The required output is the exact sequence of lines from the line holding "the green leaf, given" to the end of the records, inclusive.

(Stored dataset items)

>>>

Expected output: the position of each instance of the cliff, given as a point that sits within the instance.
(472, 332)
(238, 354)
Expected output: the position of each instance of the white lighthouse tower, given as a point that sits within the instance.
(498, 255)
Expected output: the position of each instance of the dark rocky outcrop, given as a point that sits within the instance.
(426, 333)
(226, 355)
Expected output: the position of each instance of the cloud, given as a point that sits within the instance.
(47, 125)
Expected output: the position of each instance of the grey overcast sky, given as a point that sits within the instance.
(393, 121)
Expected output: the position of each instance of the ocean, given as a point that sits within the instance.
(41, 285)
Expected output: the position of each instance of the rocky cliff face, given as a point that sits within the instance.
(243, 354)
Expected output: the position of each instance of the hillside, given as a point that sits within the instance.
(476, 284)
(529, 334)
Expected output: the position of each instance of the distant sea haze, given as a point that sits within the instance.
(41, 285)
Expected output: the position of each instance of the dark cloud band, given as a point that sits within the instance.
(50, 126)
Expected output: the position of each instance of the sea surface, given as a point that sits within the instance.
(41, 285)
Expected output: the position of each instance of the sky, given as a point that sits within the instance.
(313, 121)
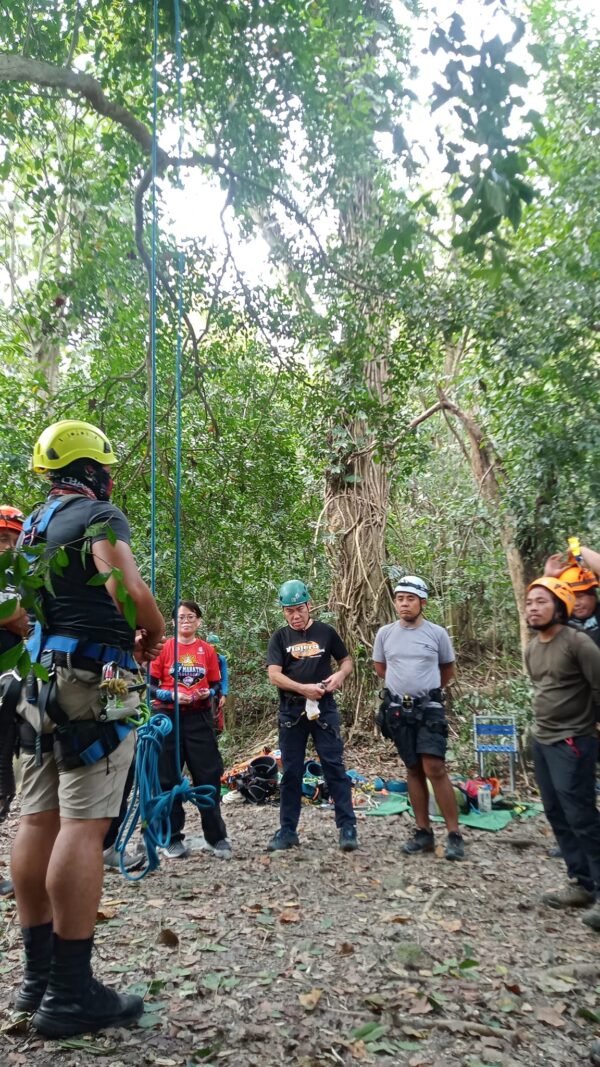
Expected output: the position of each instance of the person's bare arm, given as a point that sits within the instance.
(446, 673)
(283, 682)
(148, 618)
(336, 680)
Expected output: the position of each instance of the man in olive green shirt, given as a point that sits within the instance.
(564, 666)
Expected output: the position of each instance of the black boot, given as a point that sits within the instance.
(37, 943)
(75, 1002)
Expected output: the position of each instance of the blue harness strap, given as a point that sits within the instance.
(92, 650)
(36, 523)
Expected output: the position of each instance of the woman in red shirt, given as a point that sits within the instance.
(196, 673)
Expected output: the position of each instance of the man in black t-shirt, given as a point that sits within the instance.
(67, 801)
(299, 663)
(13, 630)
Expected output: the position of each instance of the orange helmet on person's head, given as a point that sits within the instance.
(558, 589)
(579, 578)
(11, 519)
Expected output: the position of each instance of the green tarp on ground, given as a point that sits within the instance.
(493, 821)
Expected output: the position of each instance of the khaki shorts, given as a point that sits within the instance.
(87, 792)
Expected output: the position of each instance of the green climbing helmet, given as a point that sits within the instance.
(294, 592)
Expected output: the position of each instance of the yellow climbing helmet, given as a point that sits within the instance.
(70, 440)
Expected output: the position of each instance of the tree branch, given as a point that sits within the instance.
(19, 68)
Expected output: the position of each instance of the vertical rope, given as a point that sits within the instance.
(180, 268)
(154, 211)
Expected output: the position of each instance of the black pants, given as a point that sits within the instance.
(566, 776)
(115, 825)
(294, 732)
(200, 752)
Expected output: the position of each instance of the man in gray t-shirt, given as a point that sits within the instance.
(415, 657)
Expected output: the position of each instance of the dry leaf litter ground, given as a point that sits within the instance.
(313, 957)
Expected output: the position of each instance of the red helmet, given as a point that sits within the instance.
(11, 519)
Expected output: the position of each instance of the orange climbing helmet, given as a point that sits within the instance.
(579, 578)
(11, 519)
(558, 589)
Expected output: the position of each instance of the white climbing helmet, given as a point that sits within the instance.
(411, 584)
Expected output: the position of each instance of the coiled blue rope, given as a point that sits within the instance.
(148, 805)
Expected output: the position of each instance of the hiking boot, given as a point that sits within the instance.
(75, 1002)
(94, 1007)
(591, 918)
(132, 860)
(455, 846)
(572, 895)
(283, 839)
(422, 841)
(222, 849)
(176, 850)
(37, 943)
(348, 839)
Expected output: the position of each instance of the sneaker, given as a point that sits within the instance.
(591, 918)
(176, 850)
(348, 839)
(132, 860)
(572, 895)
(422, 841)
(222, 849)
(283, 839)
(455, 846)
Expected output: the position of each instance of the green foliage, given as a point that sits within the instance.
(288, 106)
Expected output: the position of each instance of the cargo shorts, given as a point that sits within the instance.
(85, 792)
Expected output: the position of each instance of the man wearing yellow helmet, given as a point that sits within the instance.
(13, 628)
(75, 758)
(564, 667)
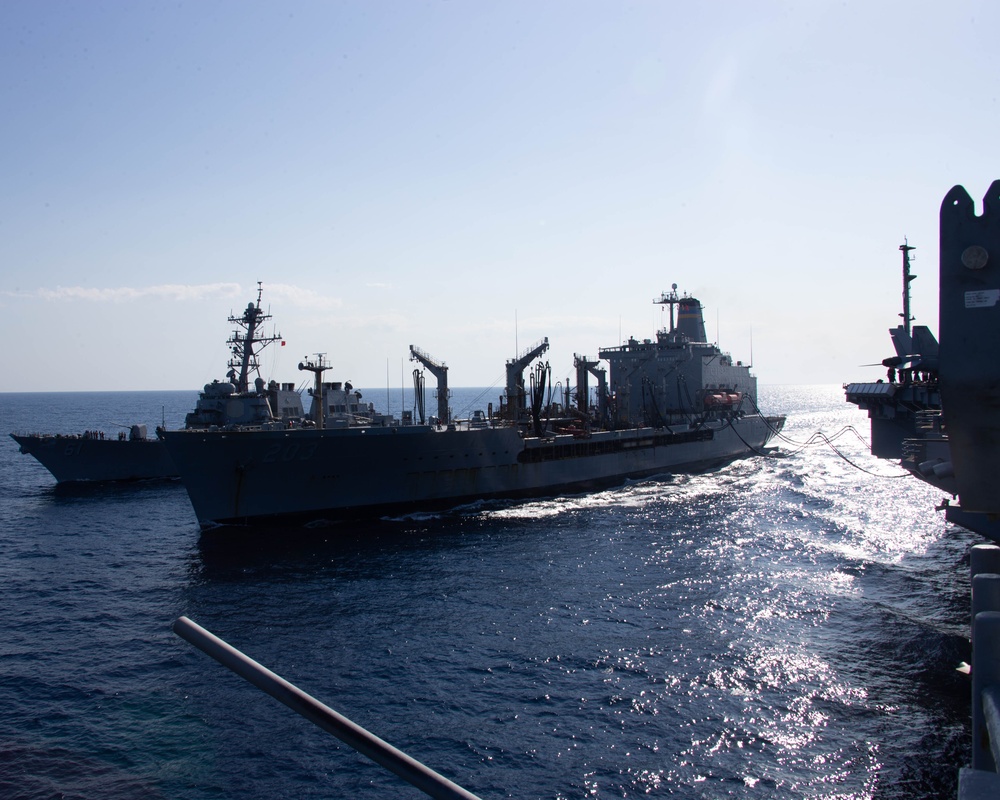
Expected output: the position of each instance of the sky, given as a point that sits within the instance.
(471, 177)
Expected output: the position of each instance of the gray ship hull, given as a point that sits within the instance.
(308, 476)
(81, 459)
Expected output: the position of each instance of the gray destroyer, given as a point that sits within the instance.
(94, 456)
(673, 403)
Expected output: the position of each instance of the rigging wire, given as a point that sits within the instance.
(816, 438)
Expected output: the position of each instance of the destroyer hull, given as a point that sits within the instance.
(79, 459)
(309, 476)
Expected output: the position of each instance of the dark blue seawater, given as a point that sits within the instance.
(780, 628)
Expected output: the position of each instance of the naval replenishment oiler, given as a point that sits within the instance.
(94, 456)
(675, 403)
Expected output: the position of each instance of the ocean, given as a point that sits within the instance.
(782, 627)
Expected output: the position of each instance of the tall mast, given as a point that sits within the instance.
(907, 277)
(670, 299)
(243, 343)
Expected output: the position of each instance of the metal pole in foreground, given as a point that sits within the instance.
(368, 744)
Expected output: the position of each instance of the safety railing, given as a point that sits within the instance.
(981, 779)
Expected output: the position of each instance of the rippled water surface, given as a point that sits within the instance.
(783, 627)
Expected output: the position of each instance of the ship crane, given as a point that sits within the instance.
(585, 366)
(515, 377)
(440, 371)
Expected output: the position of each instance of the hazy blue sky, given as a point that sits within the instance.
(470, 177)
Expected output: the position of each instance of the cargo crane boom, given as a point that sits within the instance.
(440, 371)
(515, 377)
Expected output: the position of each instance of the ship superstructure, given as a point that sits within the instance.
(674, 404)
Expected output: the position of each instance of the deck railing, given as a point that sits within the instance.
(981, 779)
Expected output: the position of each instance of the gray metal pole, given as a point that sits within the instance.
(368, 744)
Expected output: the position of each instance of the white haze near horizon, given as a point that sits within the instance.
(470, 178)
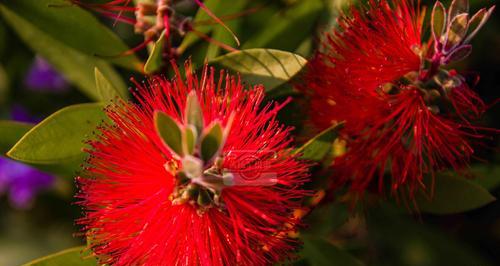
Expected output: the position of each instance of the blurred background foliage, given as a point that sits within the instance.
(376, 234)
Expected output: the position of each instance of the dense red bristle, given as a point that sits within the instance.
(390, 127)
(125, 190)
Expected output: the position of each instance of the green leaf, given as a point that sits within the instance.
(453, 194)
(193, 112)
(319, 252)
(458, 7)
(457, 30)
(106, 90)
(59, 138)
(319, 146)
(189, 139)
(11, 132)
(155, 59)
(438, 20)
(169, 131)
(201, 15)
(74, 27)
(77, 256)
(76, 66)
(211, 141)
(287, 30)
(268, 67)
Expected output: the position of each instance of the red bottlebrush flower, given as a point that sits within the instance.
(371, 47)
(195, 174)
(404, 114)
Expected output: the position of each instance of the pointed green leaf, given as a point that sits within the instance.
(268, 67)
(106, 90)
(193, 112)
(320, 252)
(11, 132)
(453, 194)
(60, 137)
(189, 139)
(192, 166)
(76, 66)
(169, 131)
(78, 256)
(73, 27)
(319, 146)
(155, 59)
(457, 30)
(211, 142)
(458, 7)
(438, 20)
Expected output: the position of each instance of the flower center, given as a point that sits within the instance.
(196, 151)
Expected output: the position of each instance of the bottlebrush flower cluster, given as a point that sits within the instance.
(405, 114)
(196, 173)
(151, 18)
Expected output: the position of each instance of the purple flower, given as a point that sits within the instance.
(22, 182)
(42, 77)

<<<

EXERCISE ANSWER »
Expected output: the position of each instance of the green leaf, given as a point that sits within the instance.
(453, 194)
(193, 112)
(319, 252)
(458, 7)
(457, 30)
(106, 90)
(59, 138)
(319, 146)
(189, 139)
(11, 132)
(155, 59)
(438, 20)
(169, 131)
(201, 15)
(74, 27)
(77, 256)
(76, 66)
(211, 141)
(287, 30)
(268, 67)
Expected output: the position of each instance of the red bottlebrush flower, given as a point that sits within the instance.
(371, 47)
(195, 174)
(404, 114)
Expected output: the position of each instance of the pointed green leaf, given as a point that sits within the instance.
(268, 67)
(106, 90)
(193, 112)
(320, 252)
(11, 132)
(453, 194)
(60, 137)
(189, 139)
(192, 166)
(76, 66)
(169, 131)
(78, 256)
(73, 27)
(319, 146)
(155, 59)
(457, 30)
(211, 142)
(458, 7)
(438, 20)
Expected output: the position of each instance of the flower center, given as a point that sits within the instance.
(196, 151)
Expected output: the position of each instance of the bottlebrush flower cluster, given as a point that sits within the instance.
(405, 114)
(196, 173)
(151, 18)
Expected output: the position of each instance of the purple flower, given as a point that sits within the instance.
(22, 182)
(42, 77)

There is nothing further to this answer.